---------- PROVIDED PASSAGE ----------
Shedding Light on "Children of the Dark"
The morally bankrupt mirror of "Rebel without a Cause" exposes the bleakness of 1950s attitudes toward sex and gender and highlights what the movie did right.
In a few weeks’ time, Warner Bros. will release a new 4K Ultra-HD Blu-Ray edition of Rebel without a Cause to celebrate the studio’s 100th anniversary. The deluxe new packaging features two of the movie’s stars, James Dean and Natalie Wood, on the slipcover, the special edition metal tin, and the exterior and interior of the box holding the discs. One thing missing from the packaging is co-star Sal Mineo, who was nominated for an Oscar for his role as Plato, alongside Wood. The omission is at one level understandable—Warner Bros. wants to foreground the most famous names, and they are simply tweaking the earlier DVD packaging—but it is also a continuation of a decades-long effort to minimize the queer character in order to recast Rebel without a Cause as a traditional teen romance.
The studio’s discomfort with the film’s themes has always been quite plain, from the falsified plot summaries the publicity department provided to film critics, to the studio’s own notes demanding changes to excise any hint of homosexuality. What they meant, however, was an elimination of any sympathetic hint. An earlier version of the film’s script had a much darker take on the same theme and, apparently, didn’t cause nearly as much concern—and was even turned into a novel, which publisher Henry Holt promoted as the real story of Rebel without a Cause.
----------
* **EXERCISE**
Output the whole article on "Children of the Dark" and "Rebel without a Cause" word for word.
---------- DATASET SECTION ----------
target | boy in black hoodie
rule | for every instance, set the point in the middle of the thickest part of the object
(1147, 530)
----------
* **COMPLETED EXERCISE**
Shedding Light on "Children of the Dark"
The morally bankrupt mirror of "Rebel without a Cause" exposes the bleakness of 1950s attitudes toward sex and gender and highlights what the movie did right.
In a few weeks’ time, Warner Bros. will release a new 4K Ultra-HD Blu-Ray edition of Rebel without a Cause to celebrate the studio’s 100th anniversary. The deluxe new packaging features two of the movie’s stars, James Dean and Natalie Wood, on the slipcover, the special edition metal tin, and the exterior and interior of the box holding the discs. One thing missing from the packaging is co-star Sal Mineo, who was nominated for an Oscar for his role as Plato, alongside Wood. The omission is at one level understandable—Warner Bros. wants to foreground the most famous names, and they are simply tweaking the earlier DVD packaging—but it is also a continuation of a decades-long effort to minimize the queer character in order to recast Rebel without a Cause as a traditional teen romance.
The studio’s discomfort with the film’s themes has always been quite plain, from the falsified plot summaries the publicity department provided to film critics, to the studio’s own notes demanding changes to excise any hint of homosexuality. What they meant, however, was an elimination of any sympathetic hint. An earlier version of the film’s script had a much darker take on the same theme and, apparently, didn’t cause nearly as much concern—and was even turned into a novel, which publisher Henry Holt promoted as the real story of Rebel without a Cause.